***** AUSGANGSTEXT *****

Im Juli 2022 kritisierten die NGOs Daphne Caruana Galizia Foundation und Article 19 Europe, dass die maltesische Regierung die Empfehlungen aus dem im Juli 2021 veröffentlichen Abschlussbericht zur unabhängigen Untersuchung der Ermordung von Daphne Caruana Galizia nicht umgesetzt habe. Die NGOs kamen zu dem Schluss, dass Journalist*innen und die Freiheit der Medien nach wie vor nur unzureichend geschützt waren.

Sexuelle und reproduktive Rechte

Im November 2022 schlug die Regierung eine Änderung des Strafgesetzes vor, wonach Ärzt*innen und Schwangere nach der Durchführung eines Schwangerschaftsabbruchs keine strafrechtlichen Sanktionen mehr befürchten müssten, sofern der Abbruch aufgrund einer akuten Gefahr für das Leben oder die Gesundheit der Schwangeren vorgenommen wurde. Unter allen anderen Umständen wären Schwangerschaftsabbrüche nach wie vor rechtswidrig. Der Gesetzentwurf wurde Ende des Jahres noch im Parlament debattiert.

***** AUSZÜGE AUS DATENSÄTZEN *****

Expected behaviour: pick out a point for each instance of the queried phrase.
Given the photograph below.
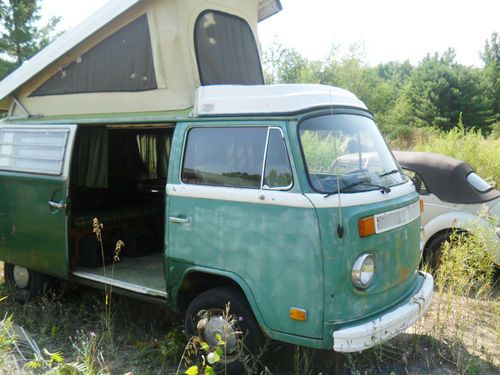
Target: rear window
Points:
(34, 151)
(234, 157)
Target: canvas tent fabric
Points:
(226, 50)
(72, 76)
(445, 177)
(121, 62)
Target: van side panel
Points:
(32, 234)
(269, 239)
(34, 170)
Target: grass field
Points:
(459, 335)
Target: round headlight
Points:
(363, 271)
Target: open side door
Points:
(34, 173)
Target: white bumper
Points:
(364, 336)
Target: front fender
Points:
(238, 280)
(449, 220)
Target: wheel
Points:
(206, 318)
(27, 284)
(432, 253)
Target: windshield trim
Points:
(337, 111)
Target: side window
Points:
(34, 151)
(224, 156)
(234, 157)
(278, 171)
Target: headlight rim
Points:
(357, 269)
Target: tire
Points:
(29, 286)
(211, 304)
(432, 253)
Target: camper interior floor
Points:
(143, 275)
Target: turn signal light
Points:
(366, 226)
(298, 314)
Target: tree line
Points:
(438, 92)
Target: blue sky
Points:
(388, 29)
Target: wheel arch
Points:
(196, 280)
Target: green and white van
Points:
(245, 200)
(152, 117)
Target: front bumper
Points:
(386, 326)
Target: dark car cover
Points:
(445, 177)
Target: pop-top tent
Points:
(141, 56)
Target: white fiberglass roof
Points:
(233, 99)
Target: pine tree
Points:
(21, 36)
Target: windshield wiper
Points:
(384, 189)
(388, 173)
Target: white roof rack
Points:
(234, 99)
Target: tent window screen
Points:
(121, 62)
(34, 151)
(226, 50)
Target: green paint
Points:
(281, 256)
(33, 234)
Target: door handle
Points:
(179, 220)
(58, 205)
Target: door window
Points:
(32, 150)
(234, 157)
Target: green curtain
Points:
(154, 150)
(90, 158)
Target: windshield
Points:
(349, 149)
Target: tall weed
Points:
(464, 282)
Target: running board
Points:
(121, 284)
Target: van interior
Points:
(118, 176)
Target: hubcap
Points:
(21, 277)
(220, 327)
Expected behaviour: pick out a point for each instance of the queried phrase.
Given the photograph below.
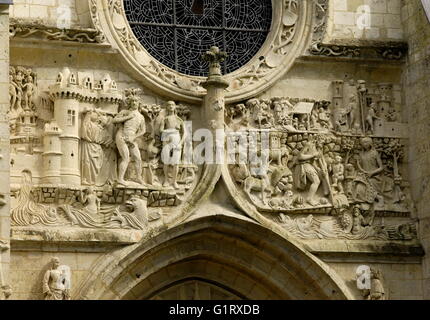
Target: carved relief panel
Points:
(87, 155)
(324, 169)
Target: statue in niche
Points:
(94, 138)
(370, 118)
(57, 281)
(172, 130)
(338, 176)
(359, 222)
(307, 171)
(376, 291)
(260, 112)
(371, 168)
(324, 118)
(352, 113)
(350, 175)
(282, 181)
(131, 127)
(29, 89)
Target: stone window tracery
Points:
(178, 32)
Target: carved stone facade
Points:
(296, 169)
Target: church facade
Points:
(207, 149)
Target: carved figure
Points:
(370, 164)
(57, 282)
(214, 56)
(305, 171)
(370, 118)
(131, 127)
(260, 113)
(29, 92)
(338, 173)
(93, 137)
(377, 291)
(350, 176)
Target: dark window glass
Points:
(178, 32)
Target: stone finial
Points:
(214, 56)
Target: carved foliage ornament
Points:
(285, 40)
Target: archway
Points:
(215, 257)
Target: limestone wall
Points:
(310, 78)
(365, 20)
(417, 94)
(52, 11)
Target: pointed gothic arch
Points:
(237, 258)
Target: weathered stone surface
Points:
(91, 209)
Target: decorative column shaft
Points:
(214, 101)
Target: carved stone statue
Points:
(338, 173)
(172, 131)
(370, 164)
(57, 282)
(370, 119)
(214, 56)
(305, 171)
(131, 127)
(93, 137)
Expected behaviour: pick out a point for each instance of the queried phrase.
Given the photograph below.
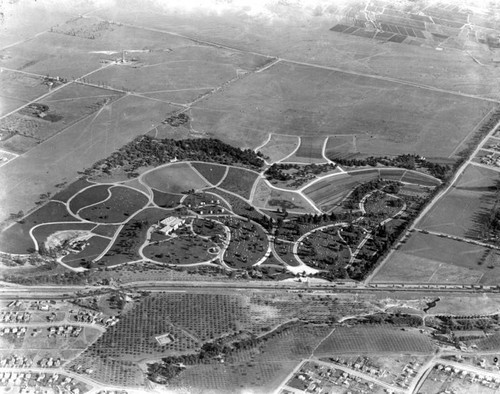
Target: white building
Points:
(170, 224)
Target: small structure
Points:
(165, 339)
(171, 224)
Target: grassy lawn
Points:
(89, 196)
(213, 173)
(122, 204)
(239, 181)
(279, 147)
(175, 178)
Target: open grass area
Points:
(90, 196)
(239, 181)
(213, 173)
(175, 178)
(429, 258)
(94, 246)
(279, 147)
(16, 239)
(78, 147)
(310, 150)
(180, 248)
(41, 233)
(267, 197)
(122, 204)
(321, 102)
(179, 75)
(329, 192)
(166, 200)
(466, 205)
(62, 108)
(373, 340)
(341, 147)
(18, 89)
(70, 190)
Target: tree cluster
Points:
(147, 151)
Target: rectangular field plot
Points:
(279, 147)
(321, 103)
(373, 340)
(429, 258)
(180, 75)
(310, 150)
(239, 181)
(340, 147)
(330, 191)
(60, 110)
(211, 172)
(77, 147)
(267, 197)
(404, 62)
(466, 206)
(176, 178)
(18, 89)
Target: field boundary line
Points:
(306, 64)
(96, 203)
(294, 151)
(265, 142)
(323, 150)
(474, 130)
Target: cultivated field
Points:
(434, 259)
(64, 107)
(420, 65)
(373, 340)
(239, 181)
(179, 75)
(175, 178)
(466, 205)
(77, 148)
(279, 147)
(19, 89)
(244, 114)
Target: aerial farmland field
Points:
(304, 113)
(78, 147)
(373, 340)
(184, 73)
(434, 259)
(279, 147)
(466, 205)
(237, 197)
(310, 150)
(239, 181)
(19, 89)
(175, 178)
(419, 65)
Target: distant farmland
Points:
(466, 205)
(327, 103)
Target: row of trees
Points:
(148, 151)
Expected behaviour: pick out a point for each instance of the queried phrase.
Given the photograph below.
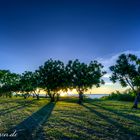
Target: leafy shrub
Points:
(124, 96)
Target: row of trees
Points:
(52, 77)
(127, 72)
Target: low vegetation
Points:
(121, 96)
(64, 120)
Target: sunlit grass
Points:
(97, 120)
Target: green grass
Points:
(66, 120)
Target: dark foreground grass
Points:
(66, 120)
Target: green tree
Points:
(9, 82)
(127, 72)
(83, 77)
(51, 77)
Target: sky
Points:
(32, 31)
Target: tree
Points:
(9, 82)
(51, 77)
(83, 77)
(127, 72)
(26, 83)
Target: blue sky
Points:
(32, 31)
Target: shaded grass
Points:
(66, 120)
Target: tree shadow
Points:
(10, 100)
(113, 122)
(127, 116)
(17, 107)
(26, 130)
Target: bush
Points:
(124, 96)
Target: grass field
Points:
(66, 120)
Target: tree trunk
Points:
(80, 98)
(58, 97)
(136, 101)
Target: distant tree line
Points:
(52, 77)
(55, 76)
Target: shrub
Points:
(124, 96)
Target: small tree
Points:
(51, 77)
(83, 77)
(9, 82)
(127, 72)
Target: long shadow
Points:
(113, 122)
(10, 101)
(17, 107)
(128, 116)
(30, 125)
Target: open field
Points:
(66, 120)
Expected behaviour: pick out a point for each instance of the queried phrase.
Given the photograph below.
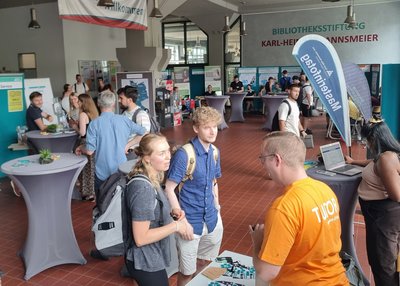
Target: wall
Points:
(263, 46)
(46, 42)
(89, 42)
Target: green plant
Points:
(45, 157)
(52, 128)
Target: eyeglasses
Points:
(263, 157)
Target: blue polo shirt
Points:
(108, 135)
(196, 197)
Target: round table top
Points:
(127, 166)
(37, 134)
(216, 96)
(274, 96)
(29, 165)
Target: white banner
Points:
(127, 14)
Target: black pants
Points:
(383, 237)
(144, 278)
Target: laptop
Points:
(334, 160)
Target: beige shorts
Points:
(205, 246)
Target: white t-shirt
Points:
(307, 89)
(80, 88)
(291, 121)
(142, 119)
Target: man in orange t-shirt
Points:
(300, 242)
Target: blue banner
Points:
(320, 62)
(358, 88)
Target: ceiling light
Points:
(155, 13)
(226, 28)
(33, 24)
(105, 3)
(243, 29)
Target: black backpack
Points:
(111, 217)
(154, 125)
(275, 120)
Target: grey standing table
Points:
(218, 102)
(271, 103)
(125, 168)
(345, 188)
(47, 191)
(61, 143)
(237, 106)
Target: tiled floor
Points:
(245, 197)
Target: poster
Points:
(15, 101)
(212, 76)
(248, 76)
(181, 74)
(43, 86)
(266, 72)
(322, 65)
(127, 14)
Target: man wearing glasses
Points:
(299, 243)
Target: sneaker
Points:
(96, 254)
(15, 190)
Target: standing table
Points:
(218, 102)
(236, 106)
(271, 103)
(345, 188)
(56, 143)
(47, 191)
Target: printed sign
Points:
(321, 64)
(127, 14)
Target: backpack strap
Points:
(191, 164)
(134, 116)
(290, 108)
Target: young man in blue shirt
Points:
(107, 137)
(198, 198)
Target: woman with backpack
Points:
(148, 246)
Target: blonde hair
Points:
(206, 114)
(88, 106)
(288, 145)
(142, 167)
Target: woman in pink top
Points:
(379, 196)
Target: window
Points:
(188, 44)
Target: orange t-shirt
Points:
(302, 234)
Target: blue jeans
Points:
(383, 239)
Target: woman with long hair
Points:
(88, 112)
(73, 114)
(379, 196)
(148, 252)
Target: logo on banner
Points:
(127, 14)
(321, 64)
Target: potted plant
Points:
(46, 157)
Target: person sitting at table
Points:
(236, 85)
(299, 242)
(269, 87)
(209, 91)
(262, 91)
(150, 223)
(88, 113)
(379, 197)
(290, 121)
(35, 114)
(249, 102)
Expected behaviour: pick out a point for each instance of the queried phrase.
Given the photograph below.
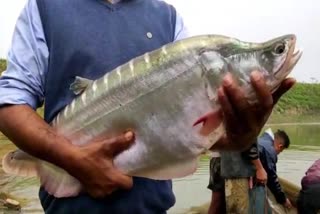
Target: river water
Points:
(191, 190)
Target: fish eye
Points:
(279, 48)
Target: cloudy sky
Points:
(250, 20)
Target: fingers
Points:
(233, 99)
(120, 143)
(284, 87)
(123, 181)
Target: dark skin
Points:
(92, 164)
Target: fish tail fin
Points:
(20, 163)
(57, 181)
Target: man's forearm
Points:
(28, 131)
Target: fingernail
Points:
(128, 135)
(256, 75)
(227, 80)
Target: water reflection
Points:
(191, 190)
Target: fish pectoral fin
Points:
(79, 85)
(20, 163)
(210, 122)
(175, 170)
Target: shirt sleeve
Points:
(27, 61)
(273, 183)
(252, 153)
(181, 30)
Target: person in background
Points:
(216, 185)
(309, 197)
(269, 146)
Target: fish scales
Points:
(168, 97)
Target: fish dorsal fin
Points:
(79, 85)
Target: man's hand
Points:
(244, 121)
(261, 176)
(93, 165)
(287, 204)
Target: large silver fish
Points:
(168, 97)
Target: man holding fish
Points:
(56, 41)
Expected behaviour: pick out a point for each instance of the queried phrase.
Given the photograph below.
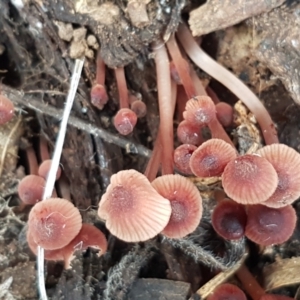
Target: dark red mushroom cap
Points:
(44, 169)
(275, 297)
(229, 219)
(210, 158)
(227, 291)
(139, 108)
(31, 189)
(182, 155)
(286, 162)
(6, 110)
(125, 120)
(188, 133)
(99, 96)
(200, 110)
(132, 208)
(268, 226)
(186, 203)
(249, 179)
(53, 223)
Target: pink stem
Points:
(211, 67)
(218, 132)
(122, 87)
(32, 161)
(155, 160)
(100, 71)
(182, 67)
(44, 152)
(165, 106)
(200, 90)
(250, 284)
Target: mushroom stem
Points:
(211, 67)
(154, 161)
(250, 284)
(100, 71)
(44, 151)
(122, 87)
(182, 67)
(32, 161)
(165, 106)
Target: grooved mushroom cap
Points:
(125, 120)
(227, 291)
(189, 134)
(182, 155)
(31, 189)
(44, 169)
(286, 162)
(186, 203)
(6, 110)
(268, 226)
(229, 219)
(200, 110)
(249, 179)
(132, 208)
(210, 159)
(53, 223)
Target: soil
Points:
(38, 42)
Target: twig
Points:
(55, 164)
(33, 103)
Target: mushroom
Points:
(269, 226)
(6, 110)
(229, 219)
(53, 223)
(286, 162)
(132, 208)
(227, 291)
(182, 156)
(98, 92)
(249, 179)
(186, 204)
(211, 158)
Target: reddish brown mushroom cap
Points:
(189, 134)
(227, 291)
(132, 208)
(249, 179)
(200, 110)
(268, 226)
(229, 219)
(182, 155)
(286, 162)
(44, 169)
(186, 203)
(224, 113)
(54, 222)
(210, 159)
(99, 96)
(275, 297)
(125, 120)
(31, 189)
(6, 110)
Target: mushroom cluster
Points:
(259, 187)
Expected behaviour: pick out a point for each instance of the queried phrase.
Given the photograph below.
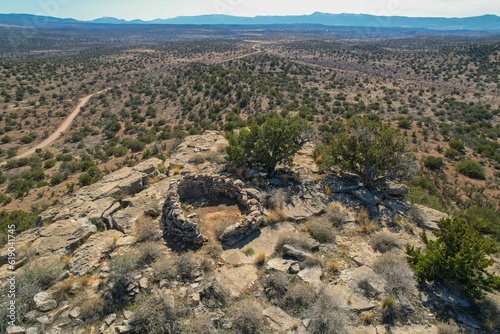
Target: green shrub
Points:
(370, 149)
(485, 220)
(320, 231)
(471, 168)
(274, 142)
(155, 313)
(452, 154)
(457, 145)
(247, 317)
(21, 219)
(327, 317)
(433, 163)
(33, 278)
(458, 256)
(383, 242)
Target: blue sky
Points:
(151, 9)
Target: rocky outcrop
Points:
(63, 236)
(92, 201)
(384, 204)
(304, 200)
(200, 190)
(88, 256)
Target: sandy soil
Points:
(59, 131)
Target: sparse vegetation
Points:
(274, 142)
(371, 149)
(471, 168)
(458, 256)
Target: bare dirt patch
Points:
(209, 218)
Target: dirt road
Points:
(67, 122)
(59, 131)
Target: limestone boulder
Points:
(279, 320)
(63, 236)
(87, 257)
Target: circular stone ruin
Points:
(202, 203)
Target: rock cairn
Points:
(202, 189)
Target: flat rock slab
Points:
(413, 329)
(236, 257)
(87, 257)
(279, 264)
(376, 284)
(279, 320)
(354, 301)
(430, 216)
(311, 274)
(65, 236)
(237, 279)
(268, 238)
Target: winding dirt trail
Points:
(81, 102)
(59, 131)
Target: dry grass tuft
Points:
(384, 241)
(333, 266)
(147, 230)
(175, 169)
(275, 216)
(91, 307)
(260, 259)
(367, 318)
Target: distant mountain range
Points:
(477, 23)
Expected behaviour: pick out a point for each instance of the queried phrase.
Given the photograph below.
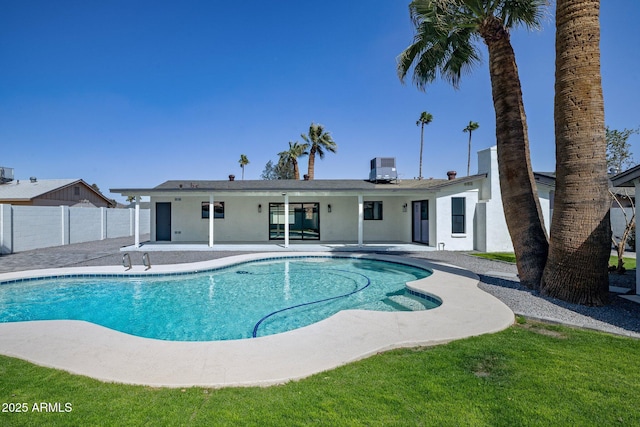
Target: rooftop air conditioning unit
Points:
(6, 175)
(383, 169)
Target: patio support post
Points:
(212, 214)
(137, 223)
(286, 220)
(360, 219)
(637, 194)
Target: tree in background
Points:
(445, 45)
(619, 156)
(580, 242)
(425, 119)
(318, 141)
(279, 170)
(291, 157)
(243, 162)
(470, 128)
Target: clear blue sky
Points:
(133, 93)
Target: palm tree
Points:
(291, 156)
(470, 128)
(318, 141)
(580, 241)
(445, 45)
(425, 119)
(243, 162)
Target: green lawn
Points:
(629, 263)
(530, 374)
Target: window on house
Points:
(457, 215)
(373, 210)
(218, 210)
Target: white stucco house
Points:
(454, 214)
(630, 178)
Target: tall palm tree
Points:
(445, 45)
(580, 241)
(470, 128)
(291, 156)
(244, 161)
(318, 142)
(425, 119)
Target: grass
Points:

*****

AUFGABEN:
A - Beantworte anhand des Ausgangstextes die folgenden Fragen:
(i) Welche beiden NGOs übten im Juli 2022 Kritik an der maltesischen Regierung?
(ii) In welchem Monat und Jahr erschien der Abschlussbericht zur unabhängigen Untersuchung der Ermordung von Daphne Caruana Galizia?
(iii) Unter welcher Voraussetzung sollten Ärzt*innen und Schwangere laut dem Vorschlag vom November 2022 keine strafrechtlichen Sanktionen mehr befürchten müssen?
B - Schreibe den Ausgangstext im Anschluss an seinen letzten Satz weiter.

LÖSUNGEN:
A -
(i) Die Daphne Caruana Galizia Foundation und Article 19 Europe.
(ii) Im Juli 2021.
(iii) Der Abbruch muss aufgrund einer akuten Gefahr für das Leben oder die Gesundheit der Schwangeren vorgenommen worden sein.

B -
Dem Gesetzentwurf war vorausgegangen, dass einer US-Amerikanerin, die im Juni 2022 während eines Maltaaufenthalts schwerwiegende Schwangerschaftskomplikationen und eine unvollständige Fehlgeburt erlitten hatte, ein Schwangerschaftsabbruch verweigert worden war, trotz der Gefahr einer Sepsis und einer enormen psychischen Belastung. Der Fötus hatte laut der behandelnden Ärzt*innen keine Überlebenschance. Die US-Amerikanerin wurde schließlich nach Spanien ausgeflogen, wo sie die Schwangerschaft abbrechen konnte.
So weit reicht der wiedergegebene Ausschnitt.